● TO DO: Type out the entries below again, character for character.

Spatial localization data
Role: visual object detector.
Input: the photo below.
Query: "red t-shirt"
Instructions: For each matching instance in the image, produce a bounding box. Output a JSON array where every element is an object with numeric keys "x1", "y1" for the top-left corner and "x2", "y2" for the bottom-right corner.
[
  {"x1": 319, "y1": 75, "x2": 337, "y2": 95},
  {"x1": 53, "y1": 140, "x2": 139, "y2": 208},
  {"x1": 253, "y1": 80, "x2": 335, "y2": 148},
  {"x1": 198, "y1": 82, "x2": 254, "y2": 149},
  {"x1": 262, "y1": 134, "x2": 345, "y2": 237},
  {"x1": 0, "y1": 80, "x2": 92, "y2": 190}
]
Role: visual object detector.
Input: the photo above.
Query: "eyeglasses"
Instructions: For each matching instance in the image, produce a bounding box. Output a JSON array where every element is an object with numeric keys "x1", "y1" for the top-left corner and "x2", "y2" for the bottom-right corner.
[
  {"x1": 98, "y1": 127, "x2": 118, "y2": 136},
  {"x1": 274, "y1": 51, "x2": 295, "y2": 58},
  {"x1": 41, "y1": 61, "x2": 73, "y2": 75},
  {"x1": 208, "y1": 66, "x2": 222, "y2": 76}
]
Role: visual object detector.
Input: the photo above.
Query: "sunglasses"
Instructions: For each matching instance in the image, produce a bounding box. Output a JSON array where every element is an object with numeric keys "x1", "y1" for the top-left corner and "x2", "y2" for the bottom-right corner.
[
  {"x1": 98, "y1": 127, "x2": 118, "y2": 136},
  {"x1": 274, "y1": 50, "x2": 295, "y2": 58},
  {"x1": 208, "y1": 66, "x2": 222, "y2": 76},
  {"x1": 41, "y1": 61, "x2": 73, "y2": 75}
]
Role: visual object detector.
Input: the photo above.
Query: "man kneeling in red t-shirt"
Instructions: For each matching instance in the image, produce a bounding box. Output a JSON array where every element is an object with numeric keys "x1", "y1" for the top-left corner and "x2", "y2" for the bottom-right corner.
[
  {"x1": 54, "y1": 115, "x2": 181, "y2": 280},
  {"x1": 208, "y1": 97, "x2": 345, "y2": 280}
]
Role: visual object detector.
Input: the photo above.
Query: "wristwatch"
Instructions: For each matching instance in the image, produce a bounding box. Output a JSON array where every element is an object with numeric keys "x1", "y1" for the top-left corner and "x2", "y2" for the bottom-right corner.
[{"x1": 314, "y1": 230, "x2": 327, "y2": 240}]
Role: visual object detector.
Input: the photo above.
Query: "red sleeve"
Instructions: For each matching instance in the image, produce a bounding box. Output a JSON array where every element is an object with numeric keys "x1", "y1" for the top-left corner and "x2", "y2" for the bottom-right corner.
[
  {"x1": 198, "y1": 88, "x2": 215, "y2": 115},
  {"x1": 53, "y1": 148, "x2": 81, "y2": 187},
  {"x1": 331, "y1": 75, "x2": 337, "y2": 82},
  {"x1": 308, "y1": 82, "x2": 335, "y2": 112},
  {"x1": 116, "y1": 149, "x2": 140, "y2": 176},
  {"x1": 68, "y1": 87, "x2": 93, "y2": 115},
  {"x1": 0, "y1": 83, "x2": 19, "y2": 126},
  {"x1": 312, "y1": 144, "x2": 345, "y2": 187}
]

● RESPONSE TO THE EXERCISE:
Role: visual object detector.
Input: the photo below.
Query: "red t-shirt"
Instructions: For each matching instance in the image, produce a bounding box. Output a JSON array where every element is an object with numeric keys "x1", "y1" for the top-left corner and "x2", "y2" for the bottom-right corner.
[
  {"x1": 319, "y1": 75, "x2": 337, "y2": 95},
  {"x1": 53, "y1": 140, "x2": 139, "y2": 208},
  {"x1": 253, "y1": 80, "x2": 335, "y2": 148},
  {"x1": 198, "y1": 82, "x2": 254, "y2": 149},
  {"x1": 262, "y1": 134, "x2": 345, "y2": 237},
  {"x1": 0, "y1": 80, "x2": 92, "y2": 190}
]
Role: visual object detector.
Input: the photo above.
Query: "eyeglasses"
Instructions: For each matching instance in the image, produce a bounding box. Output a JSON array where every element is an object with numeric keys "x1", "y1" for the top-left corner and "x2", "y2" for the bottom-right corner.
[
  {"x1": 98, "y1": 127, "x2": 118, "y2": 136},
  {"x1": 274, "y1": 51, "x2": 295, "y2": 58},
  {"x1": 41, "y1": 61, "x2": 73, "y2": 75},
  {"x1": 208, "y1": 66, "x2": 222, "y2": 76}
]
Role: visual object detector.
Input: the photo above.
Query: "sunglasses"
Instructions: For each matching instance in the image, produce a bounding box. Output a JSON array where every element is an object with numeric keys "x1", "y1" for the top-left corner and "x2", "y2" for the bottom-right corner.
[
  {"x1": 98, "y1": 127, "x2": 118, "y2": 136},
  {"x1": 274, "y1": 50, "x2": 295, "y2": 58},
  {"x1": 208, "y1": 66, "x2": 222, "y2": 76},
  {"x1": 41, "y1": 61, "x2": 73, "y2": 75}
]
Role: visual object detector.
Input: the photo above.
Query: "man kneeling in red t-shirt"
Instructions: For each matching instance in the image, produce a bounding box. Output a JSON array where every element is an object with numeric keys "x1", "y1" for the top-left corner and "x2", "y2" for the bottom-right corner.
[
  {"x1": 54, "y1": 115, "x2": 181, "y2": 280},
  {"x1": 208, "y1": 97, "x2": 345, "y2": 280}
]
Role: visual object detector.
Input: the photo above.
Query: "wristwatch"
Instructions: For each matching instance in the image, produce a bounding box. Output a JSON array where every element is an object with numeric keys "x1", "y1" for the top-left corner and "x2", "y2" for the bottom-right corner.
[{"x1": 314, "y1": 230, "x2": 327, "y2": 240}]
Role: visual object detector.
Input: the photo above.
Query: "red sleeve"
Instructions: For each matching instance in the image, produce a bounding box. Output a JSON array where every element is an object with numeric keys "x1", "y1" for the top-left corner and "x2", "y2" for the bottom-right corner.
[
  {"x1": 198, "y1": 88, "x2": 215, "y2": 115},
  {"x1": 53, "y1": 148, "x2": 81, "y2": 187},
  {"x1": 331, "y1": 75, "x2": 337, "y2": 82},
  {"x1": 308, "y1": 82, "x2": 335, "y2": 112},
  {"x1": 116, "y1": 149, "x2": 140, "y2": 176},
  {"x1": 68, "y1": 87, "x2": 93, "y2": 115},
  {"x1": 0, "y1": 83, "x2": 19, "y2": 126},
  {"x1": 312, "y1": 144, "x2": 345, "y2": 187}
]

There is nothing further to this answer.